__TASK REQUIREMENTS__. As an exercise in exact copying, transcribe the lines below from the one holding "For every instance of the wooden desk, locate" through the last, with both ends included and pictures left out.

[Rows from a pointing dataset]
* Begin *

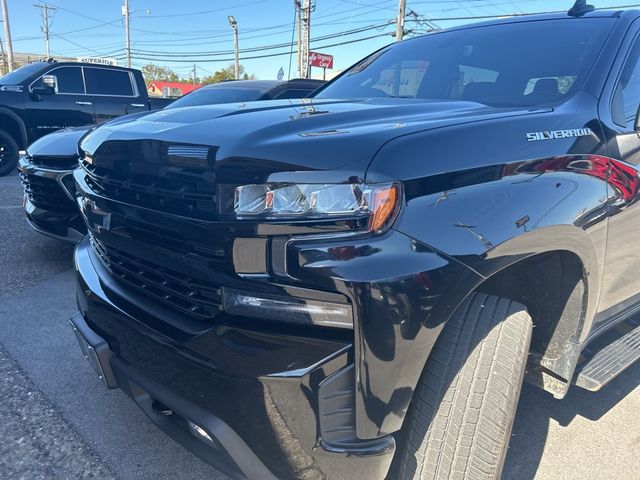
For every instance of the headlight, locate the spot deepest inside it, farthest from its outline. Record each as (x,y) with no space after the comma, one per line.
(278,201)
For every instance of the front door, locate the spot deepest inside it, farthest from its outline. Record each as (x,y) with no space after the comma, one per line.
(67,106)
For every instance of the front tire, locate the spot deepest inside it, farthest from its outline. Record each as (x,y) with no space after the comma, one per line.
(9,153)
(460,420)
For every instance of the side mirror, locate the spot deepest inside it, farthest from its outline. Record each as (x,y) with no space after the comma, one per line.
(48,86)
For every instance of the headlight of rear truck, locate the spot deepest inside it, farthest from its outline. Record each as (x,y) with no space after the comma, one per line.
(288,201)
(318,201)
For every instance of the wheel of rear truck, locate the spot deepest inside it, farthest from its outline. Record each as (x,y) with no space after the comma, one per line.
(460,419)
(9,152)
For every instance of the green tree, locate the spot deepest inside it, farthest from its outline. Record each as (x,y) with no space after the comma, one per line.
(153,73)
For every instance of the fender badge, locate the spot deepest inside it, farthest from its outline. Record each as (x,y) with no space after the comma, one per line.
(558,134)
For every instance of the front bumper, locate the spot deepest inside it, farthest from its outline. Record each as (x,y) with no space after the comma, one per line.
(264,397)
(49,201)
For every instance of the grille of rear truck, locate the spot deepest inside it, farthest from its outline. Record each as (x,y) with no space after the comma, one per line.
(46,193)
(187,295)
(171,190)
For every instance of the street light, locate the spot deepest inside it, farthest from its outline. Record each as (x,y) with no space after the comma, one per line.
(236,66)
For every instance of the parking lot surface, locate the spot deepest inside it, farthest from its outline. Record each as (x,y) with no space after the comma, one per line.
(58,421)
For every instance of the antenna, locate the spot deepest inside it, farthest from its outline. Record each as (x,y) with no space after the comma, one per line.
(580,8)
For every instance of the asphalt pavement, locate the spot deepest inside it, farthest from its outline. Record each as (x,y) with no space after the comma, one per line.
(57,421)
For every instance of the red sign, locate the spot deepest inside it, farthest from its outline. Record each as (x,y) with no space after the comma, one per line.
(321,60)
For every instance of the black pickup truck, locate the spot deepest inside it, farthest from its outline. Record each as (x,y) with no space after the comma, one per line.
(355,286)
(42,97)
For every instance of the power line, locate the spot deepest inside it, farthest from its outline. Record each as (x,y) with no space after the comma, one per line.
(261,48)
(230,59)
(45,8)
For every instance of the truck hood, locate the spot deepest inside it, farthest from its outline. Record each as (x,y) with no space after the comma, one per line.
(303,135)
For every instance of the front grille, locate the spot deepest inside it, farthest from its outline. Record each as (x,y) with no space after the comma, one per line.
(46,193)
(177,191)
(190,296)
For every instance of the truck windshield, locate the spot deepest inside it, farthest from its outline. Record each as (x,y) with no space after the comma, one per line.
(214,95)
(21,74)
(517,64)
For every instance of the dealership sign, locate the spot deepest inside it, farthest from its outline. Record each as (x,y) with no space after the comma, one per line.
(321,60)
(98,60)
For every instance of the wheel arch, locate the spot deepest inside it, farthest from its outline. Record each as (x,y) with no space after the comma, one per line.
(14,125)
(556,274)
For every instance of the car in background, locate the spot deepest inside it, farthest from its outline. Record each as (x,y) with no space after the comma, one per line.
(41,97)
(46,170)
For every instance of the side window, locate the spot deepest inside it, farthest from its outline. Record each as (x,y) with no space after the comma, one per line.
(402,80)
(104,81)
(480,79)
(626,98)
(564,84)
(69,79)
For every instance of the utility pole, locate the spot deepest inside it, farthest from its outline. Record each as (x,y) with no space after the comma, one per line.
(7,33)
(298,7)
(236,65)
(306,35)
(402,5)
(127,49)
(45,20)
(5,67)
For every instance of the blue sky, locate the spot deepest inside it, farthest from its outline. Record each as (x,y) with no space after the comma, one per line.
(179,34)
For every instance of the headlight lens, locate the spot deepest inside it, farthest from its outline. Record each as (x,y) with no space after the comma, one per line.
(278,201)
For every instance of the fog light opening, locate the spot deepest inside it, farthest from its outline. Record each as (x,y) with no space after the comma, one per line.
(288,309)
(200,433)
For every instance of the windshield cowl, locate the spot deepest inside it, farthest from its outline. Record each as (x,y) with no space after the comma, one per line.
(496,65)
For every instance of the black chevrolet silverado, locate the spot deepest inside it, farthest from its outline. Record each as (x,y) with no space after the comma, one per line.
(46,169)
(355,286)
(42,97)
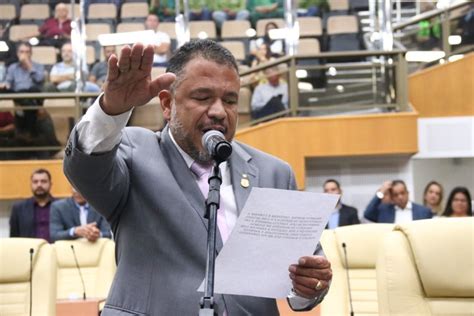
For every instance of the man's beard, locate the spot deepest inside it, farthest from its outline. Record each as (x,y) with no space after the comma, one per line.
(40,194)
(183,138)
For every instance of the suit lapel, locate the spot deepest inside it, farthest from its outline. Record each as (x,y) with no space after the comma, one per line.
(183,176)
(244,175)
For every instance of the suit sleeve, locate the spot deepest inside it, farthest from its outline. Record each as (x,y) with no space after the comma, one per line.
(104,227)
(57,228)
(103,179)
(14,224)
(372,210)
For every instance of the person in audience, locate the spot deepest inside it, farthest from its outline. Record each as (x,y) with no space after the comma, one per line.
(433,197)
(155,201)
(200,10)
(264,9)
(229,10)
(56,30)
(25,76)
(162,43)
(275,47)
(30,217)
(164,9)
(99,70)
(74,218)
(399,210)
(459,203)
(271,97)
(62,74)
(343,214)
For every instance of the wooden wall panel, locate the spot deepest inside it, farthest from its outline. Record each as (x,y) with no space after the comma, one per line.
(295,139)
(15,178)
(444,90)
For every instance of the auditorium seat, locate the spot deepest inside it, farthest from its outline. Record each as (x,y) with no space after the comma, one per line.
(45,55)
(148,116)
(23,32)
(262,22)
(343,33)
(130,27)
(427,268)
(233,29)
(7,13)
(237,48)
(362,244)
(310,26)
(134,12)
(196,28)
(15,277)
(96,261)
(34,13)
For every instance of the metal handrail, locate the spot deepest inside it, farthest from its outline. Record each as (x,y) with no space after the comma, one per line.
(428,15)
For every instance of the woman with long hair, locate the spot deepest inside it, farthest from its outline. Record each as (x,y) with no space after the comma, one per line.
(433,197)
(459,203)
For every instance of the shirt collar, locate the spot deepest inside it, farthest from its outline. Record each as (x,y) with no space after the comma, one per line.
(408,207)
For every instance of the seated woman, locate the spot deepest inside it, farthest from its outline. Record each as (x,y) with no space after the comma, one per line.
(459,203)
(433,197)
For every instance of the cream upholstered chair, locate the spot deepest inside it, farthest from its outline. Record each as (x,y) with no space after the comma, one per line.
(15,277)
(427,268)
(96,261)
(362,243)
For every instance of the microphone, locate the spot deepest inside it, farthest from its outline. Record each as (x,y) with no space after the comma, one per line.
(32,251)
(80,274)
(216,145)
(348,280)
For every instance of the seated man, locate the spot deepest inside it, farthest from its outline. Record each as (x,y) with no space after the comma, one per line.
(391,205)
(344,214)
(270,97)
(73,218)
(62,75)
(99,70)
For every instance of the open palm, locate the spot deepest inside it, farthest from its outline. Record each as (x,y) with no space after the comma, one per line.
(129,82)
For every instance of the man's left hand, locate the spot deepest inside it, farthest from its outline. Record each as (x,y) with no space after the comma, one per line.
(311,276)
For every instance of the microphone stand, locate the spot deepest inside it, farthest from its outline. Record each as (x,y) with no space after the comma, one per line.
(208,306)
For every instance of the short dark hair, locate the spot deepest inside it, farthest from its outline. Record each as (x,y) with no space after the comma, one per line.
(204,48)
(428,187)
(23,43)
(448,211)
(398,181)
(333,181)
(41,171)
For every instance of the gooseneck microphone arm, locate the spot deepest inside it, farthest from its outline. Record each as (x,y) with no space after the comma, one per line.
(32,251)
(80,273)
(348,280)
(220,150)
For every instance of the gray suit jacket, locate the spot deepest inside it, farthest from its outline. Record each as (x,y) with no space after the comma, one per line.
(145,190)
(65,215)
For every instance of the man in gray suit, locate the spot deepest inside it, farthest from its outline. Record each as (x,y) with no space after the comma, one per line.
(74,218)
(143,184)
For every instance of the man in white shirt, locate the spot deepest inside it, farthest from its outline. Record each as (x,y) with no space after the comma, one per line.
(161,43)
(391,205)
(145,185)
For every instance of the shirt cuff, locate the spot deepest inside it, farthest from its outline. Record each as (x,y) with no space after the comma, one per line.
(99,132)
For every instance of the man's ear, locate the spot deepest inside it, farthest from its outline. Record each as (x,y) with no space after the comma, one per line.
(166,101)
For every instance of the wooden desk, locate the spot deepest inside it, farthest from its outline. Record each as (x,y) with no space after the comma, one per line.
(89,307)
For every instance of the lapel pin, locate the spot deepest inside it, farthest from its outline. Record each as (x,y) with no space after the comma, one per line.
(244,182)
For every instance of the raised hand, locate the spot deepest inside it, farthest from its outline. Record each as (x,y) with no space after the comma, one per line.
(129,82)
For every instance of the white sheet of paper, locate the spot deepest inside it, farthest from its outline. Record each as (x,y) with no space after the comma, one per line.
(274,229)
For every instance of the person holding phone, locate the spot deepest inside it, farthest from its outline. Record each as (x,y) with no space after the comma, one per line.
(391,204)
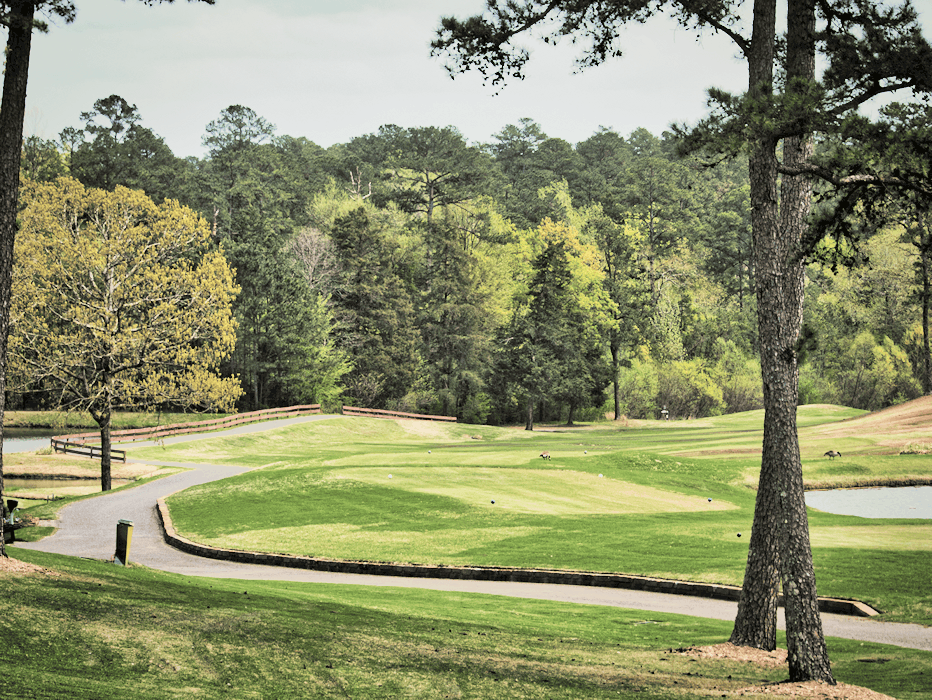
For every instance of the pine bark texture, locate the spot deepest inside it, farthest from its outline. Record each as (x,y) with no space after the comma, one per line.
(780,534)
(12,115)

* End *

__ANSWER FOR THIS EXERCISE__.
For every instance of the wooden desk, locate the spot deepest inside it, farthest from its outline. Record each as (x,y) with no space after the comma, one per line.
(89,307)
For every instance of the lapel pin, locate the spot deepest inside it, farthest from its outline. Record each as (x,y) with no space after the comma, one per line.
(244,182)
For every instance of the raised hand, locate the spot deepest inside it, farthest from its outline. Record each as (x,y) with no space after the comma, one per line.
(129,82)
For every instance of the white sheet of paper, locate the spot deepest inside it, farthest from its outline. Record each as (x,y) with no space after the comma, one per line.
(274,229)
For every instance of the person holding phone, locate the spot deepest inside it, farthest from its outline. Record each as (x,y) with no space after the comma, one per line.
(391,204)
For every instance of the pine bark texture, locate the spot deepest inside it, farthest from its outline. Record each as (x,y) with no space after the comma, one per line.
(780,534)
(12,115)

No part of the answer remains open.